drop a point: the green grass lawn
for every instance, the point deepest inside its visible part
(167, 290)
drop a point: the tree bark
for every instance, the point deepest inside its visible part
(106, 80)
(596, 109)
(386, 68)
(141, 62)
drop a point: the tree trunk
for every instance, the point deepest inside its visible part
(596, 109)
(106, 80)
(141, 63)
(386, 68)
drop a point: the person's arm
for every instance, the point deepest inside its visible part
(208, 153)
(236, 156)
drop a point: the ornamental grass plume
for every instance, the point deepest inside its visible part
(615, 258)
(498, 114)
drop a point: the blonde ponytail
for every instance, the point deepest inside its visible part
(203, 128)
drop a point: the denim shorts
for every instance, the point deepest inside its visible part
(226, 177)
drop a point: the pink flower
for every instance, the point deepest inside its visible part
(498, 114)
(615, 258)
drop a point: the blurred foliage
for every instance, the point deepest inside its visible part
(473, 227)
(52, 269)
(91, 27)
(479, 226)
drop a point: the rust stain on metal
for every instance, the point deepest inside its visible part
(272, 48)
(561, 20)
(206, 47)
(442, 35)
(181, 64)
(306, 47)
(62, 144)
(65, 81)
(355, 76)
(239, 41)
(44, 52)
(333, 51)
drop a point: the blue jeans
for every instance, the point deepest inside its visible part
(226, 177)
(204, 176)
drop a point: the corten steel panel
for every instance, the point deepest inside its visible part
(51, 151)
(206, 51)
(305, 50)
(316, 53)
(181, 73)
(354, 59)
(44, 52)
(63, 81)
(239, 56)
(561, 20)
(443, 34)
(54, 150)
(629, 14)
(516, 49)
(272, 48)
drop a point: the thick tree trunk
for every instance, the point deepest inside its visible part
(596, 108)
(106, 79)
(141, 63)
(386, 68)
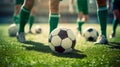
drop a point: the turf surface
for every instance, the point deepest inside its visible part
(36, 52)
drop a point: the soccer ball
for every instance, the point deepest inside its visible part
(12, 30)
(38, 29)
(90, 34)
(62, 40)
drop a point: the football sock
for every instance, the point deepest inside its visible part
(102, 19)
(24, 16)
(80, 23)
(16, 19)
(53, 21)
(31, 21)
(115, 23)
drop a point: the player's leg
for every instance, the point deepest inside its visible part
(116, 12)
(82, 18)
(31, 21)
(102, 13)
(18, 4)
(53, 14)
(24, 16)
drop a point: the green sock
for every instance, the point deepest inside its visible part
(16, 19)
(31, 21)
(24, 16)
(80, 23)
(102, 19)
(115, 23)
(53, 21)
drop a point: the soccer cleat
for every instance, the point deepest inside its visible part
(101, 40)
(112, 35)
(21, 37)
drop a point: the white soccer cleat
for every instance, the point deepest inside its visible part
(101, 40)
(21, 37)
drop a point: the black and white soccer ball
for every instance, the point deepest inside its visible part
(62, 40)
(38, 29)
(90, 34)
(12, 30)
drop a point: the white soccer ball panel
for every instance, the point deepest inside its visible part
(68, 50)
(55, 31)
(66, 43)
(56, 40)
(71, 34)
(38, 29)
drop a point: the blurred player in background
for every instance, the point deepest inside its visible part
(82, 6)
(54, 14)
(24, 17)
(18, 4)
(116, 13)
(102, 13)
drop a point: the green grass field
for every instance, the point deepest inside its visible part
(36, 52)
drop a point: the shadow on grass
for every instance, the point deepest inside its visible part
(73, 54)
(114, 45)
(37, 46)
(44, 48)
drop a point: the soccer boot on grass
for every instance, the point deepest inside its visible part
(21, 37)
(101, 40)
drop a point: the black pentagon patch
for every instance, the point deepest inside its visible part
(90, 30)
(59, 49)
(50, 38)
(73, 43)
(90, 39)
(63, 34)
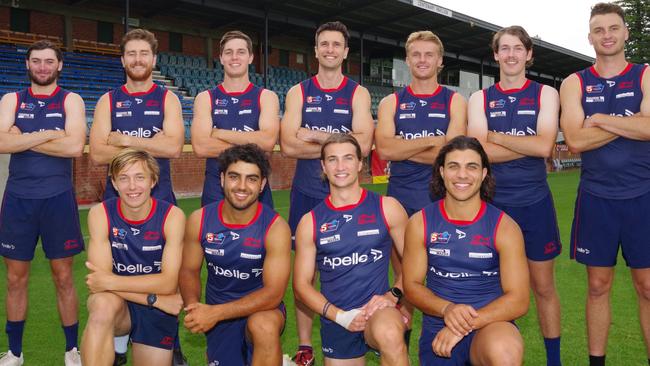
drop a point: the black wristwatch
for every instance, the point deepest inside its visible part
(151, 299)
(395, 291)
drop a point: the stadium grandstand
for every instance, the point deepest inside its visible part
(189, 30)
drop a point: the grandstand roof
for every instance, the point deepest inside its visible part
(385, 22)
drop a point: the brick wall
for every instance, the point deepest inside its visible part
(48, 24)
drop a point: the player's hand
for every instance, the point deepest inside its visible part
(459, 317)
(444, 342)
(200, 317)
(170, 304)
(98, 280)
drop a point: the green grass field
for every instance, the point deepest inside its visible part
(44, 341)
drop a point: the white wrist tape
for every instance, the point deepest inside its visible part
(344, 318)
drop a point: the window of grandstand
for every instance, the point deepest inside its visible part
(175, 42)
(19, 20)
(104, 32)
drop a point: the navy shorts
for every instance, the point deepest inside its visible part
(55, 220)
(459, 354)
(152, 327)
(538, 223)
(299, 205)
(600, 225)
(227, 342)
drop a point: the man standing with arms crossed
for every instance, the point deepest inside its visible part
(317, 107)
(247, 249)
(606, 118)
(43, 127)
(235, 112)
(516, 120)
(141, 115)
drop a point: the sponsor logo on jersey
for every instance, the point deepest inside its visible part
(497, 103)
(407, 106)
(329, 226)
(123, 104)
(592, 89)
(440, 238)
(314, 100)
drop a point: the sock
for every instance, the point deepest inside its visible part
(596, 360)
(552, 346)
(71, 332)
(121, 344)
(15, 334)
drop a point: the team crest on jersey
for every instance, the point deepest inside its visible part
(215, 238)
(440, 238)
(407, 106)
(314, 100)
(497, 103)
(329, 226)
(119, 233)
(598, 88)
(123, 104)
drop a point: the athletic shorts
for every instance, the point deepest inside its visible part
(299, 205)
(538, 223)
(600, 225)
(152, 327)
(228, 344)
(55, 220)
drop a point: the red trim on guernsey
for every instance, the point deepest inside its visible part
(266, 232)
(201, 225)
(43, 96)
(627, 68)
(496, 228)
(383, 214)
(478, 216)
(235, 94)
(435, 92)
(137, 94)
(514, 90)
(238, 226)
(328, 202)
(154, 203)
(341, 86)
(169, 209)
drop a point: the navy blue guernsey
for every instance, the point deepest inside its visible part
(234, 254)
(417, 116)
(619, 169)
(463, 261)
(136, 246)
(327, 110)
(231, 111)
(353, 249)
(141, 115)
(33, 174)
(522, 181)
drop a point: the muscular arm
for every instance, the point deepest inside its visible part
(579, 137)
(513, 268)
(540, 145)
(477, 127)
(14, 142)
(71, 145)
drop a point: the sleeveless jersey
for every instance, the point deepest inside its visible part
(621, 168)
(230, 111)
(353, 249)
(234, 254)
(33, 174)
(328, 110)
(141, 115)
(417, 116)
(136, 246)
(463, 262)
(522, 181)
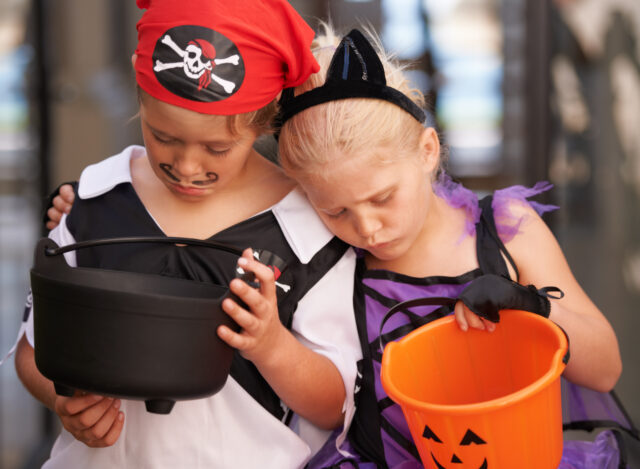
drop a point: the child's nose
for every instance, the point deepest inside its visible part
(187, 164)
(367, 225)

※ ※ ※

#### [Exercise goal]
Go through the listing above, and whenever a line holds the word "blurred", copy it.

#### [Your response]
drop a point: the blurred foliage
drop a point: the blurred player in background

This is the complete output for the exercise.